§ **WHAT IS REQUIRED**
Repeat the material below word for word, from its first line to its last, and leave the pictures out.

§ **RECORDS FOR PROCESSING**
····················

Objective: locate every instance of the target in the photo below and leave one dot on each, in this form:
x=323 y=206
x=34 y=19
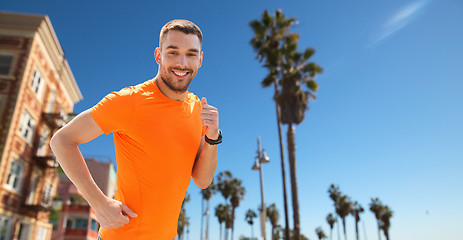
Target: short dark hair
x=181 y=25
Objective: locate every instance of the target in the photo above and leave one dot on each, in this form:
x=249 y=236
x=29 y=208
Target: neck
x=167 y=91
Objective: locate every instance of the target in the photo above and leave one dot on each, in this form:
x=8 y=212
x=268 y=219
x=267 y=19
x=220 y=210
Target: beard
x=168 y=79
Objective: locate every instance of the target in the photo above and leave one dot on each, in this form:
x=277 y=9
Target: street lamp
x=260 y=159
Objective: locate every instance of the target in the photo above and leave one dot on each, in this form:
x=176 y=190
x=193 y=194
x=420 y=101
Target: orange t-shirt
x=156 y=141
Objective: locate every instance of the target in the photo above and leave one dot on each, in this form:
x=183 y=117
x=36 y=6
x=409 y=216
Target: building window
x=46 y=201
x=41 y=233
x=51 y=102
x=5 y=226
x=94 y=226
x=26 y=126
x=37 y=82
x=35 y=179
x=81 y=223
x=6 y=61
x=42 y=149
x=23 y=233
x=13 y=182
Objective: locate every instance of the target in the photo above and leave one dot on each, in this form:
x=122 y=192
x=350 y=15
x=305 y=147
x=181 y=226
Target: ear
x=157 y=55
x=201 y=59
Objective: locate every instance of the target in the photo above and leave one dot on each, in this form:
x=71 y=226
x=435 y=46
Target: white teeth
x=180 y=74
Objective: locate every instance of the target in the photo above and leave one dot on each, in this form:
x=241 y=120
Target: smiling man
x=163 y=136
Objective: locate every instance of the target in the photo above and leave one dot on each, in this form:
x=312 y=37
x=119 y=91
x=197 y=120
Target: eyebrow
x=190 y=50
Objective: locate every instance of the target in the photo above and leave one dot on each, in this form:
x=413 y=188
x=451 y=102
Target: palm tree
x=273 y=216
x=207 y=194
x=376 y=207
x=331 y=221
x=356 y=210
x=237 y=194
x=221 y=214
x=224 y=180
x=182 y=223
x=345 y=208
x=228 y=220
x=267 y=36
x=297 y=85
x=278 y=232
x=182 y=218
x=335 y=195
x=321 y=235
x=250 y=215
x=386 y=215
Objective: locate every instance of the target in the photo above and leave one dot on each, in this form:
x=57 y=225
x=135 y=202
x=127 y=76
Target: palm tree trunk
x=292 y=168
x=202 y=219
x=282 y=156
x=220 y=227
x=252 y=231
x=344 y=228
x=233 y=221
x=337 y=225
x=273 y=233
x=379 y=231
x=207 y=220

····················

§ **OUTPUT FOR THIS EXERCISE**
Objective: locate every instance of the target in the photo below and leave one dot on each, in this form:
x=323 y=206
x=34 y=19
Target: short dark hair
x=181 y=25
Objective: locate every instance of the target in the photo above and leave one dot on each, in this form:
x=249 y=236
x=29 y=208
Target: neck
x=167 y=91
Objective: locate every instance of the target in the photo above and leave one dot on each, in this form:
x=8 y=212
x=268 y=219
x=267 y=19
x=220 y=210
Target: beard
x=168 y=79
Objective: locate every instance of the target in the photo above and leave one dot on each, in this form:
x=277 y=9
Target: street lamp
x=260 y=159
Objective: locate every instance of the target in the photo above and leave one dot on each, in this form:
x=176 y=190
x=193 y=194
x=420 y=101
Target: orange t-shirt
x=156 y=141
Objective: locate every instance of the target in the photo above and leave one dot on each, in this form:
x=183 y=117
x=36 y=6
x=409 y=216
Target: building window
x=46 y=201
x=41 y=233
x=51 y=102
x=5 y=226
x=94 y=226
x=26 y=126
x=37 y=82
x=35 y=179
x=81 y=223
x=6 y=61
x=42 y=149
x=23 y=233
x=13 y=182
Objective: locate every instance of the target in the photo above and leave one dot on each, in this form:
x=122 y=192
x=350 y=15
x=305 y=147
x=181 y=226
Target: ear
x=157 y=55
x=201 y=59
Objective: locate every instance of the target in the photo above and leave one dot on each, in this form:
x=71 y=226
x=435 y=46
Target: white teeth
x=180 y=74
Objective: locate every instance of the target in the photo above and leave one dot on each, in this form:
x=241 y=120
Target: smiling man
x=163 y=136
Objective: locate every instance of the target in the photo above and leave one dot on each, in this form:
x=312 y=37
x=119 y=91
x=197 y=120
Target: eyebrow
x=190 y=50
Objective: locate every instance of the target in the photo above and leave one dot on each, in this form:
x=413 y=188
x=451 y=102
Target: palm tree
x=273 y=216
x=207 y=194
x=376 y=207
x=331 y=221
x=356 y=210
x=237 y=194
x=221 y=214
x=224 y=180
x=182 y=223
x=345 y=208
x=228 y=220
x=267 y=36
x=297 y=85
x=278 y=232
x=182 y=218
x=335 y=195
x=321 y=235
x=250 y=215
x=386 y=215
Objective: locate every instance of the target in the photo above and leave one dot on each, in this form:
x=57 y=225
x=135 y=202
x=127 y=76
Target: palm tree trunk
x=292 y=168
x=202 y=219
x=282 y=156
x=220 y=227
x=252 y=231
x=344 y=228
x=233 y=221
x=337 y=225
x=273 y=233
x=379 y=231
x=207 y=220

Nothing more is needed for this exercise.